- **Provided passage**
BEGIN

In many countries, a professional institute, comprising members of the professional community, exists in order to protect the standing of the profession and promote its interests, and sometimes also regulate the practice of landscape architecture. The standard and strength of legal regulations governing landscape architecture practice varies from nation to nation, with some requiring licensure in order to practice; and some having little or no regulation. In Europe, North America, parts of South America, Australia, India, and New Zealand, landscape architecture is a regulated profession.[21]



Since 1889, with the arrival of the French architect and urbanist landscaper Carlos Thays, recommended to recreate the National Capital's parks and public gardens, it was consolidated an apprentice and training program in landscaping that eventually became a regulated profession, currently the leading academic institution is the UBA University of Buenos Aires"UBA Facultad de Arquitectura, Diseño y Urbanismo" (Faculty of Architecture, Design and Urbanism) offering a Bacherlor's degree in Urban Landscaping Design and Planning, the profession itself is regulated by the National Ministry of Urban Planning of Argentina and the Institute of the Buenos Aires Botanical Garden.[citation needed]



The Australian Institute of Landscape Architects (AILA) provides accreditation of university degrees and non-statutory professional registration for landscape architects. Once recognized by AILA, landscape architects use the title 'Registered Landscape Architect' across the six states and territories within Australia.[citation needed]

AILA's system of professional recognition is a national system overseen by the AILA National Office in Canberra. To apply for AILA Registration, an applicant usually needs to satisfy a number of pre-requisites, including university qualification, a minimum number years of practice and a record of professional experience.[22]

Landscape Architecture within Australia covers a broad spectrum of planning, design, management, and research. From specialist design services for government and private sector developments through to specialist professional advice as an expert witness.[citation needed]



In Canada, landscape architecture, like law and medicine, is a self-regulating profession pursuant to provincial statute. For example, Ontario's profession is governed by the Ontario Association of Landscape Architects pursuant to the Ontario Association of Landscape Architects Act. Landscape architects in Ontario, British Columbia, and Alberta must complete the specified components of L.A.R.E (Landscape Architecture Registration Examination) as a prerequisite to full professional standing.

END

- **To do**
Retype the landscape architecture text between "In Canada, landscape" and "full professional standing.", inclusive. The data that comes next has no connection to the landscape architecture text.

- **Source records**
BEGIN

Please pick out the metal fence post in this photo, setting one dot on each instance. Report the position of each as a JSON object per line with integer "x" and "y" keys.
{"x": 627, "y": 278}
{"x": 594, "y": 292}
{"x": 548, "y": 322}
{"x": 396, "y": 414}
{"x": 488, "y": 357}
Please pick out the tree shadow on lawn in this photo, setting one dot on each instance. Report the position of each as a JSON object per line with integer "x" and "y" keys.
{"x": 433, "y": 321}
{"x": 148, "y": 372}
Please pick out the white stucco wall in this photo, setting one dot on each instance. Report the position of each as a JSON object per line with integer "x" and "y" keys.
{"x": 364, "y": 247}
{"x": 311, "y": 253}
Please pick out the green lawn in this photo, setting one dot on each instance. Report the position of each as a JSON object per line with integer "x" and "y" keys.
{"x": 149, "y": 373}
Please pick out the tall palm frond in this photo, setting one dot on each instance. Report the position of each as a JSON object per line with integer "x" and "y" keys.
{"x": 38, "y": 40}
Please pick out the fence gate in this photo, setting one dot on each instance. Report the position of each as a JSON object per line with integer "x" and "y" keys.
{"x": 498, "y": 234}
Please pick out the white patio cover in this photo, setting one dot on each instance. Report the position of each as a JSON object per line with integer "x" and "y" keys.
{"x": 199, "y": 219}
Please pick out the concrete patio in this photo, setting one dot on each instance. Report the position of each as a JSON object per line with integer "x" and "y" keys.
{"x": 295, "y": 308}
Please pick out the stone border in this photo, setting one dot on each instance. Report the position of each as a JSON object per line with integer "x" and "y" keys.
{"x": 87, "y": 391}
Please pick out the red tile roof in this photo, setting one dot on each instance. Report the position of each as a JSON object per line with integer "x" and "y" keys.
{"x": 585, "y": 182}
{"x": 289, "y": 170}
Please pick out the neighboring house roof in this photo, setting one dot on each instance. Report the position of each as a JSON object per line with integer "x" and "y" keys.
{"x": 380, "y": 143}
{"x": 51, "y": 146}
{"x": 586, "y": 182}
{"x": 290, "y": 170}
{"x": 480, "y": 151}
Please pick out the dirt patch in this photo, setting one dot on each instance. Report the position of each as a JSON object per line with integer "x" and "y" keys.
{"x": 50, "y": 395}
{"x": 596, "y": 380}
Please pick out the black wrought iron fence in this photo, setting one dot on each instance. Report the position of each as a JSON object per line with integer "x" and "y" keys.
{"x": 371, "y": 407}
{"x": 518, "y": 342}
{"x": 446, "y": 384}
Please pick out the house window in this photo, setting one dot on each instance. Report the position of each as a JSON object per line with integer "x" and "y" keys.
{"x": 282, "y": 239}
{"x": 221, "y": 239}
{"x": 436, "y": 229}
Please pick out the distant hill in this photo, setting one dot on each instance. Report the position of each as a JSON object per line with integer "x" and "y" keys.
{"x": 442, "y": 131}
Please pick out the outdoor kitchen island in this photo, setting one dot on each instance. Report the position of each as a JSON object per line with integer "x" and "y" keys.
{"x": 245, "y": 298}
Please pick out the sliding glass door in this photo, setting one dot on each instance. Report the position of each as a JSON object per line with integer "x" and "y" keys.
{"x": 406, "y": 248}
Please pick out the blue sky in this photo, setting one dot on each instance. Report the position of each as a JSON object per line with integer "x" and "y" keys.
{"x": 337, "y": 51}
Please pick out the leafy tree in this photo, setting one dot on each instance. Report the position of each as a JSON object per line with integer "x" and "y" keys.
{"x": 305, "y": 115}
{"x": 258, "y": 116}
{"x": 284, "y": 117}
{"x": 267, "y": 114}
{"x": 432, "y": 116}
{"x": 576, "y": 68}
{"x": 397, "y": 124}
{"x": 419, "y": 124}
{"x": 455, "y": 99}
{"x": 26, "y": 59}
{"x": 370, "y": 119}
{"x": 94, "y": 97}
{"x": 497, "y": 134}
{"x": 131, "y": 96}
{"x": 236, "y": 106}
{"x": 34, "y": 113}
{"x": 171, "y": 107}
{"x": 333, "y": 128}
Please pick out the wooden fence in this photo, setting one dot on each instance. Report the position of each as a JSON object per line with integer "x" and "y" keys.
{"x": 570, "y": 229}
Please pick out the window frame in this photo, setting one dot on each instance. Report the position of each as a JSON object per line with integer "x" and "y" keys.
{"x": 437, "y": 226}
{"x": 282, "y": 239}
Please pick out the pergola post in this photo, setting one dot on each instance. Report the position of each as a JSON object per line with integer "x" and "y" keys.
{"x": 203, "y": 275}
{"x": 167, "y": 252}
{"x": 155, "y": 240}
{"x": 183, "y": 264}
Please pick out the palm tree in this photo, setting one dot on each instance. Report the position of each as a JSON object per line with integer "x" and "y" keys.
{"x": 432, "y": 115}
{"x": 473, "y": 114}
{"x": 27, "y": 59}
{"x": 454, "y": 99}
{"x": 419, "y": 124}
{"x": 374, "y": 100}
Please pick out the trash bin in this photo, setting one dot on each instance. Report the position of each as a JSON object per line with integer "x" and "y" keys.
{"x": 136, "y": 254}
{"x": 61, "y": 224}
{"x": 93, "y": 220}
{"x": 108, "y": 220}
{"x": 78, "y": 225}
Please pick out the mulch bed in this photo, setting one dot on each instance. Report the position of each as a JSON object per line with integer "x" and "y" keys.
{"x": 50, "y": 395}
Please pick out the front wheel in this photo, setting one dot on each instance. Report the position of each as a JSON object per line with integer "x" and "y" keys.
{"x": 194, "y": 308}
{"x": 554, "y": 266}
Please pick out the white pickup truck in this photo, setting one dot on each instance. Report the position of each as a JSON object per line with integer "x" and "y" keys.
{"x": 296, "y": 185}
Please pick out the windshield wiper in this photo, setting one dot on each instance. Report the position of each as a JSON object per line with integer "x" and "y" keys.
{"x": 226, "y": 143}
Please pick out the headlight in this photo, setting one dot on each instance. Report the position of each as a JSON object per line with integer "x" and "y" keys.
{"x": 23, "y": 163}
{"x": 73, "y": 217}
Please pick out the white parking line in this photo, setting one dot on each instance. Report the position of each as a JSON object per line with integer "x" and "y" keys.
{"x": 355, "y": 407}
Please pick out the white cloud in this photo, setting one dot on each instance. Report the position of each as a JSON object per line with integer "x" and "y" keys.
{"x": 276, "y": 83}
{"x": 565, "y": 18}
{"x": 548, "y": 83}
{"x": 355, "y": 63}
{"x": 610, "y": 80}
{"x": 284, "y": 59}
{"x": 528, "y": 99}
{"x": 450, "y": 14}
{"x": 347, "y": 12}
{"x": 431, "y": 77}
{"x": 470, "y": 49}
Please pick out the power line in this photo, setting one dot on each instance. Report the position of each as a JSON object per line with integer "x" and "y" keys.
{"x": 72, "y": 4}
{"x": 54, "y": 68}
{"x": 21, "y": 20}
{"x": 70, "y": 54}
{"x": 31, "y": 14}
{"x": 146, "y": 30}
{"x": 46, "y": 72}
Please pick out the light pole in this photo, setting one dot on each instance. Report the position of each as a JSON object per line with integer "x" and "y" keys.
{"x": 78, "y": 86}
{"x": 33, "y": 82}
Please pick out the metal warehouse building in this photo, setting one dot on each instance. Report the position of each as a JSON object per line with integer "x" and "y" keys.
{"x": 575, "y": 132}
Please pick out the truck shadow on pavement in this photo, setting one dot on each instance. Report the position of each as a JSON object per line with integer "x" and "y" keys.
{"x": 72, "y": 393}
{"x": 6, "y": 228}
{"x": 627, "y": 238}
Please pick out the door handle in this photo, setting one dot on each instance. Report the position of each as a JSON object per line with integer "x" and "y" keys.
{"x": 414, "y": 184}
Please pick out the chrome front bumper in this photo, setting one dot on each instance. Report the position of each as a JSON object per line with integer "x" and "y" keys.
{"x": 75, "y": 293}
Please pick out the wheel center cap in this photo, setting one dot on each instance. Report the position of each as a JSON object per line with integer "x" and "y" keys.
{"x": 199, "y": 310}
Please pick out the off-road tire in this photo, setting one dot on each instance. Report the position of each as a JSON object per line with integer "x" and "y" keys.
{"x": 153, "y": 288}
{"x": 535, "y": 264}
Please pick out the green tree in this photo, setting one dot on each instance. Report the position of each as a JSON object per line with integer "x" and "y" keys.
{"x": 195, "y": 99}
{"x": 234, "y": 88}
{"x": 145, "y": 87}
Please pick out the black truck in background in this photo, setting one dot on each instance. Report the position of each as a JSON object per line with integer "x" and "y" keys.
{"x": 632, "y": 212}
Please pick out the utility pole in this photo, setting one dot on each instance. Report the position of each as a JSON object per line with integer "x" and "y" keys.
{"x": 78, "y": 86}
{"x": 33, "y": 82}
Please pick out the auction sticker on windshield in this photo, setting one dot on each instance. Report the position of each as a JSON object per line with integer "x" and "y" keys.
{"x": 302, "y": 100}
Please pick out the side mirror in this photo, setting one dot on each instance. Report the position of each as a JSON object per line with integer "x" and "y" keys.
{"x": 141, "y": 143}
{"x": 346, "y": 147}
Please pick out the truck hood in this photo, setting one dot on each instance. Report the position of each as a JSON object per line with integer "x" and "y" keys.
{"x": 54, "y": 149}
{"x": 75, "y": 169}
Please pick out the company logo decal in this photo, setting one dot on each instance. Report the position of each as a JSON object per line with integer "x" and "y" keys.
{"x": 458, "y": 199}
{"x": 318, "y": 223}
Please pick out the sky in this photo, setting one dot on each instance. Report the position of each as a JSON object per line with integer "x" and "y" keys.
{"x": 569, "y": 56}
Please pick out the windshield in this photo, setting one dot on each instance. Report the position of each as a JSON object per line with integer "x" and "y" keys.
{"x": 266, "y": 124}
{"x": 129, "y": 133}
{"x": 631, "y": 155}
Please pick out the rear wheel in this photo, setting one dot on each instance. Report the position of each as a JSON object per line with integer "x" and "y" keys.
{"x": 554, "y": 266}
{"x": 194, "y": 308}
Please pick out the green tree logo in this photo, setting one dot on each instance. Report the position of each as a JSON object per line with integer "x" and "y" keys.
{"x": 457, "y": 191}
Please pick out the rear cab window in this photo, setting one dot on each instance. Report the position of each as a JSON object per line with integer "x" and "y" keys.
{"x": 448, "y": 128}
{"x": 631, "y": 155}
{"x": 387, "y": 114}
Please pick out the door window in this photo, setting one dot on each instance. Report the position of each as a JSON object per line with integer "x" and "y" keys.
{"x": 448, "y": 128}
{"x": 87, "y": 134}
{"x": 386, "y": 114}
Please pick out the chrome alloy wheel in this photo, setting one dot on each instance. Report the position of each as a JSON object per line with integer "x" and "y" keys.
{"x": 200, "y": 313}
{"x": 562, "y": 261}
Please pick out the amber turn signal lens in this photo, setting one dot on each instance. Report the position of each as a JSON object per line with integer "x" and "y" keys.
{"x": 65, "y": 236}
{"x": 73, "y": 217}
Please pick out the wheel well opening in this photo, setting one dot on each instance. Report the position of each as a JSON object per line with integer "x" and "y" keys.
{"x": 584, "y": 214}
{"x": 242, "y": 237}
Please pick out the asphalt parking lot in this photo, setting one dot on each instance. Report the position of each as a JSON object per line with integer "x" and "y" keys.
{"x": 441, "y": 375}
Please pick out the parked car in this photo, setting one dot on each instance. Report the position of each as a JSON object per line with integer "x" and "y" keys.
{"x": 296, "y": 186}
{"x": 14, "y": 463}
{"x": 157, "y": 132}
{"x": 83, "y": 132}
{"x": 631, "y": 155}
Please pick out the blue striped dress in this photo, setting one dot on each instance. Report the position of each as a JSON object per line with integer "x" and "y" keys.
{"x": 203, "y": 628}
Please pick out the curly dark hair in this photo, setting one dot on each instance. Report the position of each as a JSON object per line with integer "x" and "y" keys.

END

- **Result**
In Canada, landscape architecture, like law and medicine, is a self-regulating profession pursuant to provincial statute. For example, Ontario's profession is governed by the Ontario Association of Landscape Architects pursuant to the Ontario Association of Landscape Architects Act. Landscape architects in Ontario, British Columbia, and Alberta must complete the specified components of L.A.R.E (Landscape Architecture Registration Examination) as a prerequisite to full professional standing.